● WORK TO BE COMPLETED:
Match the word "shoulder". Return each line of the data below where it appears.
--- PROVIDED MATERIAL ---
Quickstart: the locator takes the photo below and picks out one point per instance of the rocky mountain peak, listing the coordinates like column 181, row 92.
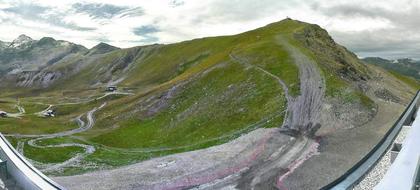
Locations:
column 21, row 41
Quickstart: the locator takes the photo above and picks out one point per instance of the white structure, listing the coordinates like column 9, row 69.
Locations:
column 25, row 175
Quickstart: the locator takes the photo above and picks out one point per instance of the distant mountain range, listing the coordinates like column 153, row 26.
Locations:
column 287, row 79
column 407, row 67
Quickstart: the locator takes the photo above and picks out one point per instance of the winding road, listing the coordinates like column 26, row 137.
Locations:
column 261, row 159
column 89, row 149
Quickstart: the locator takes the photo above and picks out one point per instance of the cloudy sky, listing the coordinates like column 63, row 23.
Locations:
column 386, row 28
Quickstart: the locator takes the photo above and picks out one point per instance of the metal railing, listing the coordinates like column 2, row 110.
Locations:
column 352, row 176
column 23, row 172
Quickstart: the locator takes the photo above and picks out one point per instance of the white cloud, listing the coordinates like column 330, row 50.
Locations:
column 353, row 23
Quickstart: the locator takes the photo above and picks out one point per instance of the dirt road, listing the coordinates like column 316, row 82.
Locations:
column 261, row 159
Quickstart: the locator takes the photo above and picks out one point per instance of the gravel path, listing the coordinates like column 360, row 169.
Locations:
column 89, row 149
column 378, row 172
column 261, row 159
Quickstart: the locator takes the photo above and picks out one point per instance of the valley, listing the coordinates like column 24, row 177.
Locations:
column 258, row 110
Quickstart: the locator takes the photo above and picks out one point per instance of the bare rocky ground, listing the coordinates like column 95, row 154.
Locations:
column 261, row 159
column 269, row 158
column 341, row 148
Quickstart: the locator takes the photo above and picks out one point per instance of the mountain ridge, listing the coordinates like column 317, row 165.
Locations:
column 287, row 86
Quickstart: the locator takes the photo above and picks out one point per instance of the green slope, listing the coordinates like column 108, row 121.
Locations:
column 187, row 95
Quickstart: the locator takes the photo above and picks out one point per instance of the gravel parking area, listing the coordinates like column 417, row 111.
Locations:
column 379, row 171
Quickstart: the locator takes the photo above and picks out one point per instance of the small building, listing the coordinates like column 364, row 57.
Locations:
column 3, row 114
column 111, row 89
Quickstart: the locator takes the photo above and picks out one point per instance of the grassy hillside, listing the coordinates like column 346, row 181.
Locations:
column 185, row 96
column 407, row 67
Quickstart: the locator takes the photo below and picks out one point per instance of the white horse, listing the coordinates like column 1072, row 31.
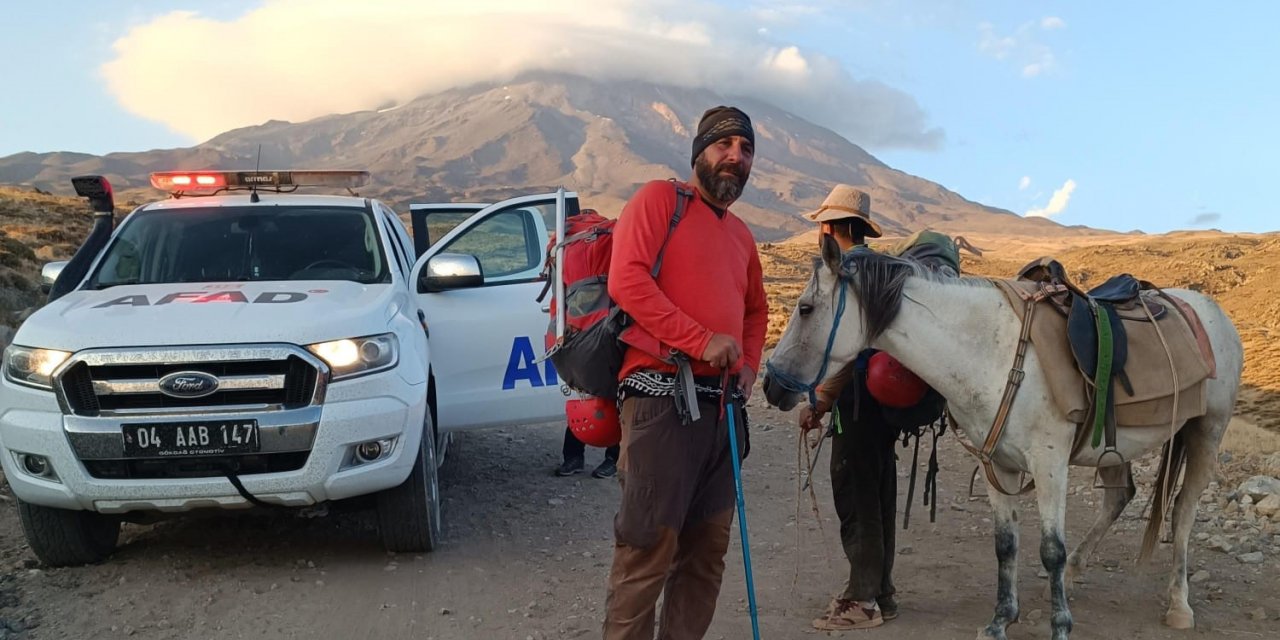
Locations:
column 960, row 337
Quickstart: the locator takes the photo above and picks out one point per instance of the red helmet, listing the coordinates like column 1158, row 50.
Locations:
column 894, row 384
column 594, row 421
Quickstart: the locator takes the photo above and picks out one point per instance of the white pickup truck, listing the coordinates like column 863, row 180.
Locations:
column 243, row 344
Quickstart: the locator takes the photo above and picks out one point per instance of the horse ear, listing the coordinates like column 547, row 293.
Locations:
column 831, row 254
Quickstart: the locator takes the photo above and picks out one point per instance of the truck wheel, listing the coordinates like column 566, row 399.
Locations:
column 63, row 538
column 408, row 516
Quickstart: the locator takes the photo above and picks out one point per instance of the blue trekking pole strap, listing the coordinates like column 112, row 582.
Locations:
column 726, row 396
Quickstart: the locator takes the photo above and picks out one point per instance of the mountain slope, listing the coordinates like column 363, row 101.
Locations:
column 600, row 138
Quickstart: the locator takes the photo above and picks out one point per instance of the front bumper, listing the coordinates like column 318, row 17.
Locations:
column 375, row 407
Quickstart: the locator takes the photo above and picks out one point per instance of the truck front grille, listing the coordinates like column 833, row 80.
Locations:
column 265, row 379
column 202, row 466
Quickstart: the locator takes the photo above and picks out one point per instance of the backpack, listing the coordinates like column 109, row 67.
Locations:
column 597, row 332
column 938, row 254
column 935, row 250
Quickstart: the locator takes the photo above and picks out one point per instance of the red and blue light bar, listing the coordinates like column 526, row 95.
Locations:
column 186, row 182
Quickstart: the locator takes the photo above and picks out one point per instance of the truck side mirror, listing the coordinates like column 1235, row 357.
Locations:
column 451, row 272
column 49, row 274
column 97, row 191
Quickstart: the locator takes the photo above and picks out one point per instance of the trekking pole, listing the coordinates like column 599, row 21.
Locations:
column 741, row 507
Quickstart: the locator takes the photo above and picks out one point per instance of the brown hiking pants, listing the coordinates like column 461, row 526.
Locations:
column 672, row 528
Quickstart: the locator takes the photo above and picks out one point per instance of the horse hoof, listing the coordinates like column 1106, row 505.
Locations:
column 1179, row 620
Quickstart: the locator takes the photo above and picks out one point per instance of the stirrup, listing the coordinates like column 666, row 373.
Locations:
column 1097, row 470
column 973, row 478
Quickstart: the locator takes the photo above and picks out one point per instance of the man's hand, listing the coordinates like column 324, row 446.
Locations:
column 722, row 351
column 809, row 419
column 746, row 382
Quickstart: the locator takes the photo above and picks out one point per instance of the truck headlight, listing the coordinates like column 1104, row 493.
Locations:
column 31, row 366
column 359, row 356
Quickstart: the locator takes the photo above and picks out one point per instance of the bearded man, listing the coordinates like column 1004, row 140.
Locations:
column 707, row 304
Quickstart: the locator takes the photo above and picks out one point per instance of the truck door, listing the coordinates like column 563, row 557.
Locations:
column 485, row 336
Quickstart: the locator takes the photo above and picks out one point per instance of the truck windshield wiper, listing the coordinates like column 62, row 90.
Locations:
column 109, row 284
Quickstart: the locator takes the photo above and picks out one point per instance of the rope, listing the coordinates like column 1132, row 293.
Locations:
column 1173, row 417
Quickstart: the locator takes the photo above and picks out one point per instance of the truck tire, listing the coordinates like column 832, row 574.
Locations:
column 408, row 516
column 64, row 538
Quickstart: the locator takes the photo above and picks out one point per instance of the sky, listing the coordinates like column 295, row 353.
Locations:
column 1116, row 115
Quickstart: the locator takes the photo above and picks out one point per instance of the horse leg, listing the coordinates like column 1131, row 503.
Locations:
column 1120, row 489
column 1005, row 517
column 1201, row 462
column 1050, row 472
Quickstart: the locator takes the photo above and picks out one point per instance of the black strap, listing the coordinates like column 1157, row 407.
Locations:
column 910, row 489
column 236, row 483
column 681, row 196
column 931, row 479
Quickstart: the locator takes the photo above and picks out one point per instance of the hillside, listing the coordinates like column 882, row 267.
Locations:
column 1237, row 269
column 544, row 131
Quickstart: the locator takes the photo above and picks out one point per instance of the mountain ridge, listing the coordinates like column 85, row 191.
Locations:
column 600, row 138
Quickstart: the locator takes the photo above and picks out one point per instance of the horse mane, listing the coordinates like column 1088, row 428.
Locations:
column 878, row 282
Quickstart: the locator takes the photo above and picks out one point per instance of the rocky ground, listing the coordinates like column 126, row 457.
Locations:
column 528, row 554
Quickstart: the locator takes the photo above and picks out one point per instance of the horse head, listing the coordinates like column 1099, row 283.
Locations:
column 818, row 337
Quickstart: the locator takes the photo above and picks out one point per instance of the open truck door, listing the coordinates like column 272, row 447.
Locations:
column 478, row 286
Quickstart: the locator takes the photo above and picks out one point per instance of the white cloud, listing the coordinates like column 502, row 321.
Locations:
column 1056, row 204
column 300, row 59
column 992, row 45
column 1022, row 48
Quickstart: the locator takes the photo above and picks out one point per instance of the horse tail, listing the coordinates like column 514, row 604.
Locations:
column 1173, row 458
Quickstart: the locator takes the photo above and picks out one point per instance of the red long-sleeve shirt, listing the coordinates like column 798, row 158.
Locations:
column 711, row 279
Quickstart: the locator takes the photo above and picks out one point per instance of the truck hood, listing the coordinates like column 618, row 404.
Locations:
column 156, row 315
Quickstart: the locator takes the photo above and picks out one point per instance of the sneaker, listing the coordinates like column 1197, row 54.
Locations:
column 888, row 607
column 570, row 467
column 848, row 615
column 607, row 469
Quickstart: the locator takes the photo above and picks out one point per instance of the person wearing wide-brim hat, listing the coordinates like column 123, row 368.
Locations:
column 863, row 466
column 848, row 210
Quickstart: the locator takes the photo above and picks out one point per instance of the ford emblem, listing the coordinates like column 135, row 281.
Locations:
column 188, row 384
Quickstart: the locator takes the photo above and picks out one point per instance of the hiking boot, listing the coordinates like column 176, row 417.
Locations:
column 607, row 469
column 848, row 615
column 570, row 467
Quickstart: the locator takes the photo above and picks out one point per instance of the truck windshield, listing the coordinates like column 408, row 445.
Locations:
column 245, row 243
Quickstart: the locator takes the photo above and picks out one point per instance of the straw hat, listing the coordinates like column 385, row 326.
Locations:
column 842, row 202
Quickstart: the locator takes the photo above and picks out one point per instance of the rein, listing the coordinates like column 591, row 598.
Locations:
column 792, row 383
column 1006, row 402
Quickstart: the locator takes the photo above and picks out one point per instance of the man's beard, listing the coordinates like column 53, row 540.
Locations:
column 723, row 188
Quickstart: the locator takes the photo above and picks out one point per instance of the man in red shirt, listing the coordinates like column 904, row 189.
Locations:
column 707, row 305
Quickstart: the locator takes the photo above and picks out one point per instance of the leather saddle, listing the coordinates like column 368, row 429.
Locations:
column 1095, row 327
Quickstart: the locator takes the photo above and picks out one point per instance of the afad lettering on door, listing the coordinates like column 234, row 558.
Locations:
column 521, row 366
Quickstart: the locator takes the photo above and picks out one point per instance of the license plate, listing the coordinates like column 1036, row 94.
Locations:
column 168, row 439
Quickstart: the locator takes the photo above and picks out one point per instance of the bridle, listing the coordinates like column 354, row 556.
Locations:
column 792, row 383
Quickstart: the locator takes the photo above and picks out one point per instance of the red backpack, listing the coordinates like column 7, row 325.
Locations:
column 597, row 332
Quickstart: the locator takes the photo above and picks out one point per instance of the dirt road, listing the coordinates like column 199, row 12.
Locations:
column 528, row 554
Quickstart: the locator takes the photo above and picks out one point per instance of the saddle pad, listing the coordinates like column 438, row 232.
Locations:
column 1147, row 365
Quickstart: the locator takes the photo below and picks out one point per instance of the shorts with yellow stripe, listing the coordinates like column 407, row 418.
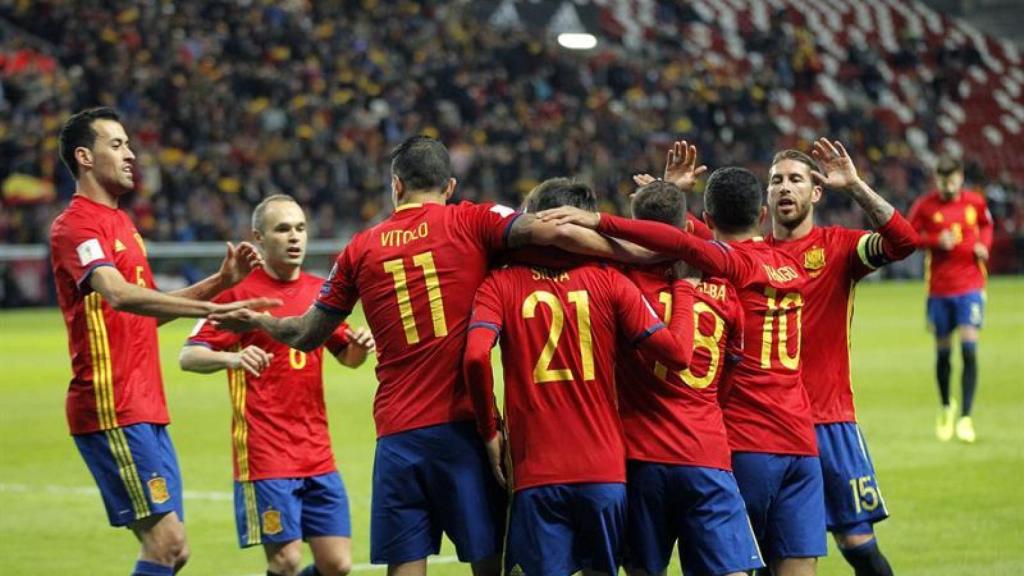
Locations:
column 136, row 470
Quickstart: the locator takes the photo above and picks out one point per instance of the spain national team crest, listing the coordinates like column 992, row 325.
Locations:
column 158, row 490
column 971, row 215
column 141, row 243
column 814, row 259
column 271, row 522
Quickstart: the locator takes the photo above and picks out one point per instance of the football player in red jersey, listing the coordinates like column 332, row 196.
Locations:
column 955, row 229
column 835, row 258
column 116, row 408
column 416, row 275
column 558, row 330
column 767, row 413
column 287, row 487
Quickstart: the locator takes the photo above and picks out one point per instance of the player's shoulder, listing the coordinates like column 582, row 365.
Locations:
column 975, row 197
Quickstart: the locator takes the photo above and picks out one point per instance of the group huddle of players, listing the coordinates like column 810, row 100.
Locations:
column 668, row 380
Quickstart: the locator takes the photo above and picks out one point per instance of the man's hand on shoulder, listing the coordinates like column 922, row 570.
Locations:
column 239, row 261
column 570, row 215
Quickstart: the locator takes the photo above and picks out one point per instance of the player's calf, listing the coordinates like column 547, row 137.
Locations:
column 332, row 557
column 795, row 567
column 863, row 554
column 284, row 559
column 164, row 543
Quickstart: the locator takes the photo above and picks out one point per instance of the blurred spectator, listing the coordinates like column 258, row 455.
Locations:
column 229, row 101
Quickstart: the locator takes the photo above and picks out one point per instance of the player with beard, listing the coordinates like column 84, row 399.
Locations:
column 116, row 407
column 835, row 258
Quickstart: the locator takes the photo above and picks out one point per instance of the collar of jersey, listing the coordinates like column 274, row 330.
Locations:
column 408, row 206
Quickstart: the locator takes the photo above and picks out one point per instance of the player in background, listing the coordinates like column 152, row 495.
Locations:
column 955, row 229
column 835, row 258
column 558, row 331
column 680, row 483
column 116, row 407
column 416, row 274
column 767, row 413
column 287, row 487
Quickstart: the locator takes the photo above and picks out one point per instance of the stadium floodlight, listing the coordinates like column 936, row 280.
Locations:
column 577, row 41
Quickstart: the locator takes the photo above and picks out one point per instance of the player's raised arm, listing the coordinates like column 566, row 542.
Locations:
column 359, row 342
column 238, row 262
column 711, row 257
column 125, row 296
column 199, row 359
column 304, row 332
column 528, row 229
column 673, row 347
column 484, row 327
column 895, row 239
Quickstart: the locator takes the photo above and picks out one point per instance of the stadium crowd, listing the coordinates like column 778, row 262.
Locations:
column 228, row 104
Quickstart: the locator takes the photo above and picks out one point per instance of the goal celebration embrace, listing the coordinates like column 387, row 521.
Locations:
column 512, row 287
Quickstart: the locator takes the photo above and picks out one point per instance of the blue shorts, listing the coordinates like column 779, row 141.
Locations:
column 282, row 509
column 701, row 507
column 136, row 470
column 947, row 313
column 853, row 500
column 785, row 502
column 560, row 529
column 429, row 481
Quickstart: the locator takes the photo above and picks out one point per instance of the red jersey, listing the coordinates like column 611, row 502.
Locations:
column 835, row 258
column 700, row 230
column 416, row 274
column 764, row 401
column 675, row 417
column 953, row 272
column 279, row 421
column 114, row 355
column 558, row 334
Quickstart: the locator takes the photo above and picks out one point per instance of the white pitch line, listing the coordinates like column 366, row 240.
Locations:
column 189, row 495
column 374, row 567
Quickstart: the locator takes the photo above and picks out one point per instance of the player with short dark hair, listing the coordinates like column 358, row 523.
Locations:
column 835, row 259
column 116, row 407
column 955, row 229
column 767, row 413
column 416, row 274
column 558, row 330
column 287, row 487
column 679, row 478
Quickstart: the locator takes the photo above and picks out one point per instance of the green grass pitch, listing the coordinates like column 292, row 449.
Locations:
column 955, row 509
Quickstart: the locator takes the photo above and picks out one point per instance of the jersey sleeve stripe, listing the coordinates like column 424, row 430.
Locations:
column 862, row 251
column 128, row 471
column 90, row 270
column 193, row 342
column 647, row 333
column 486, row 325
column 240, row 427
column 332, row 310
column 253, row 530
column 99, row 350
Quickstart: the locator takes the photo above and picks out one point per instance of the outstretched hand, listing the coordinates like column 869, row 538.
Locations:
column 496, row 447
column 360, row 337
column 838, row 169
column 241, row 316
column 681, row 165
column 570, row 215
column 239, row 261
---
● ANSWER SECTION:
Quickstart: the locator takes the photo above and picks out one point per instance of the player's shoulder, listing the coordinates like column 582, row 365.
Quickstart: the locator takes the photo above and picks out one point per instance of the man's hand on shoulder, listing the coordinates like column 922, row 570.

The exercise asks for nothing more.